## 演習の目的
以下のレコードをすべて、列名を「本文」と「回答」とする2列のCSVに書き換えてください。レコード1件につき1行とし、本文と回答はそれぞれ引用符で囲んだ1つのフィールドに収め、改行は空白に置き換えること。

## 一覧
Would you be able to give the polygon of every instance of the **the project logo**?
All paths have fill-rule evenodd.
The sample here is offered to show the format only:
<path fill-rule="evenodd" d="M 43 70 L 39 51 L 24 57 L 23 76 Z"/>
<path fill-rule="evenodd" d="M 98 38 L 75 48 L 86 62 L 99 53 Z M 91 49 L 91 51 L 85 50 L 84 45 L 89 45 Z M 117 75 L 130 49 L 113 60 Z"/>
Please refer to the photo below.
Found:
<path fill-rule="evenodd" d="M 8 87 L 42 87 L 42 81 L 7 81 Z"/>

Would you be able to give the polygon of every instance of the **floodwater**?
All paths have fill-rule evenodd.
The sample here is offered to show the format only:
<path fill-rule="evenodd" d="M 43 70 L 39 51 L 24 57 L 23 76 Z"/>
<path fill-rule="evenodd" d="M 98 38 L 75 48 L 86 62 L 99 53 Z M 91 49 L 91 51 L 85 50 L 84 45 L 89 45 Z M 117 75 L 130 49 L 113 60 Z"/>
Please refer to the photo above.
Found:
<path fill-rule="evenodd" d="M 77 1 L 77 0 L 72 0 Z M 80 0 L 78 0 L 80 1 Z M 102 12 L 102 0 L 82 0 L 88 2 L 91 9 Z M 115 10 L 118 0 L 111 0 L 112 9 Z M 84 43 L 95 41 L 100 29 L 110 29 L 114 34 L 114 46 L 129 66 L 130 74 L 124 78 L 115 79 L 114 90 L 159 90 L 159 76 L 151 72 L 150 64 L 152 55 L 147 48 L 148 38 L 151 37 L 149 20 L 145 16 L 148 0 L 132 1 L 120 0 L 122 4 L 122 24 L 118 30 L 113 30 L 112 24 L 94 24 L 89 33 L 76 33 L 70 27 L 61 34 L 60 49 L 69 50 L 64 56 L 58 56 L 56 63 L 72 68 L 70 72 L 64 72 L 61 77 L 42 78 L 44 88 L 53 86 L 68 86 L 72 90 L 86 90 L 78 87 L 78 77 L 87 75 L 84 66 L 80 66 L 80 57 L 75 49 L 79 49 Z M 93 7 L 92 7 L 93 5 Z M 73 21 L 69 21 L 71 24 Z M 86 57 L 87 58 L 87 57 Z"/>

## 課題の解答
本文,回答
"Would you be able to give the polygon of every instance of the **the project logo**? All paths have fill-rule evenodd. The sample here is offered to show the format only: <path fill-rule=""evenodd"" d=""M 43 70 L 39 51 L 24 57 L 23 76 Z""/> <path fill-rule=""evenodd"" d=""M 98 38 L 75 48 L 86 62 L 99 53 Z M 91 49 L 91 51 L 85 50 L 84 45 L 89 45 Z M 117 75 L 130 49 L 113 60 Z""/> Please refer to the photo below. Found:","<path fill-rule=""evenodd"" d=""M 8 87 L 42 87 L 42 81 L 7 81 Z""/>"
"Would you be able to give the polygon of every instance of the **floodwater**? All paths have fill-rule evenodd. The sample here is offered to show the format only: <path fill-rule=""evenodd"" d=""M 43 70 L 39 51 L 24 57 L 23 76 Z""/> <path fill-rule=""evenodd"" d=""M 98 38 L 75 48 L 86 62 L 99 53 Z M 91 49 L 91 51 L 85 50 L 84 45 L 89 45 Z M 117 75 L 130 49 L 113 60 Z""/> Please refer to the photo above. Found:","<path fill-rule=""evenodd"" d=""M 77 1 L 77 0 L 72 0 Z M 80 0 L 78 0 L 80 1 Z M 102 12 L 102 0 L 82 0 L 88 2 L 91 9 Z M 115 10 L 118 0 L 111 0 L 112 9 Z M 84 43 L 95 41 L 100 29 L 110 29 L 114 34 L 114 46 L 129 66 L 130 74 L 124 78 L 115 79 L 114 90 L 159 90 L 159 76 L 151 72 L 150 64 L 152 55 L 147 48 L 148 38 L 151 37 L 149 20 L 145 16 L 148 0 L 132 1 L 120 0 L 122 4 L 122 24 L 118 30 L 113 30 L 112 24 L 94 24 L 89 33 L 76 33 L 70 27 L 61 34 L 60 49 L 69 50 L 64 56 L 58 56 L 56 63 L 72 68 L 70 72 L 64 72 L 61 77 L 42 78 L 44 88 L 53 86 L 68 86 L 72 90 L 86 90 L 78 87 L 78 77 L 87 75 L 84 66 L 80 66 L 80 57 L 75 49 L 79 49 Z M 93 7 L 92 7 L 93 5 Z M 73 21 L 69 21 L 71 24 Z M 86 57 L 87 58 L 87 57 Z""/>"